STATED PROBLEM »
Rewrite the data below with "photograph" changed to "image" everywhere and everything else left unchanged. Leave the pictures out.

---+---

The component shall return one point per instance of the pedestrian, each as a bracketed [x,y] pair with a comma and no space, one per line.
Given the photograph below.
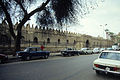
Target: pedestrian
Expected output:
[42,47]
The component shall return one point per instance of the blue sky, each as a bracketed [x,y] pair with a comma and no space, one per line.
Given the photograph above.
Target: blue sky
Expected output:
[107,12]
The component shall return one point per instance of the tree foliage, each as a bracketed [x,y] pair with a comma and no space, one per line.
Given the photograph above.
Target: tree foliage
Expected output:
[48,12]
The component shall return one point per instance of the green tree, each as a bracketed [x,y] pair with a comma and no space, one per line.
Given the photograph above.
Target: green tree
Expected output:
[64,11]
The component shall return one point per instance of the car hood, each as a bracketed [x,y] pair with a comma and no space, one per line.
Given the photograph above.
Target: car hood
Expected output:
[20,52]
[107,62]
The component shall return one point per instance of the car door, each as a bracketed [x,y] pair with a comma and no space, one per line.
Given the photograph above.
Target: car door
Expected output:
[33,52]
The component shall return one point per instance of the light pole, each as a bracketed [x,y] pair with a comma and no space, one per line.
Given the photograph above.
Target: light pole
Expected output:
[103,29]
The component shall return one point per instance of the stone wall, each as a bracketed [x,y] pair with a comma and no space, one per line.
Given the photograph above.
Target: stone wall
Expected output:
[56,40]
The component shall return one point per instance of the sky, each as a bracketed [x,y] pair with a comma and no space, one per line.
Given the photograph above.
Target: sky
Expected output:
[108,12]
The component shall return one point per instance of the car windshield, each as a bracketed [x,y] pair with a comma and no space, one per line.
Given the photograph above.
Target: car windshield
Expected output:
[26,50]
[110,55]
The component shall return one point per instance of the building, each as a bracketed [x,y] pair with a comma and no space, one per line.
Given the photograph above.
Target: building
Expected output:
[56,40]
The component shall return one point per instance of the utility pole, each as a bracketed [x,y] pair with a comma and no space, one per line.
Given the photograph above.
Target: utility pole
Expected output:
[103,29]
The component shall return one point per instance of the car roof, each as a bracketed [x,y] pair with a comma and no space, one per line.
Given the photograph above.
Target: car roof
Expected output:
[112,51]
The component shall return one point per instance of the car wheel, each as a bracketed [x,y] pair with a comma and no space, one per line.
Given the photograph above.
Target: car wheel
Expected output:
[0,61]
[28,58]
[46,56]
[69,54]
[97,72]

---+---

SOLUTION FOR THIS PROBLEM »
The component shall return one point per instance of the pedestrian, each as a bracketed [x,y] pair with a comma and no space, one per line.
Given the image below.
Target: pedestrian
Expected output:
[42,47]
The component shall return one point per instance of the blue sky, each as a bracketed [x,y] pair with a comma and no space, one per line.
Given the image above.
Target: blue sky
Expected output:
[107,12]
The component shall return one point per instance of the tree foliage, each as a bracketed [x,y] pair with a comma and no space, one per line.
Given the image above.
Target: tree foliage
Expected output:
[48,12]
The component shall return one point per instance of the green tree, each as a bracketed [x,y] pair with a comma and no space, one per line.
Given the image above.
Target: green tree
Expected output:
[64,11]
The component shall return one point per instance of the car hood, each as a bracketed [x,y] pair with a comma and no space, one per line.
Given the image above.
Target: car hood
Expected output:
[20,52]
[107,62]
The component shall return one point per instance of the car door, each as a bracketed [x,y] pair with a comma and no space, one per line.
Given the image above.
Target: car door
Expected output:
[33,52]
The component shall return one point per instance of the light pole, each as a bracketed [x,y] pair with a comma and no space, one per line.
Given the image above.
Target: light pole
Expected output:
[103,29]
The component shall return one point per instance of the stone wall, each as a bracketed [x,y] pair with a comma and no space, one per line.
Given the image above.
Target: stone wall
Expected output:
[56,40]
The component shall return one point per instance of the sky, each as a bracketed [x,y] pair with a comma and no space, one per line.
Given the image above.
Target: sky
Expected output:
[108,12]
The component shall return one point per instance of the car windshield, each as a bracketed [x,y] pair with a comma and no space, one per line.
Given the image above.
Target: car windshield
Expected output:
[26,50]
[110,55]
The component shall return one point per instance of the building, each as a bracketed [x,y] pair with a comma and no space, one per line.
Given the image above.
Target: building
Expected output:
[56,40]
The component shall return one point per instance of the utility pole, each as a bracketed [x,y] pair with a comma and no space, one per line.
Given the image above.
Target: utility pole
Expected output:
[103,29]
The component shall return one point per instance of the car roof, each as a bracketed [x,y] pair with a comma and no space, one per line.
Given the image above.
Target: car roof
Expected output:
[112,51]
The component shall return one point per instance of the car wheel, each as a bracketed [x,y] pair with a comma and no space, one per line.
Given the image above.
Target: car wheel
Expected output:
[0,61]
[28,58]
[46,56]
[69,54]
[97,72]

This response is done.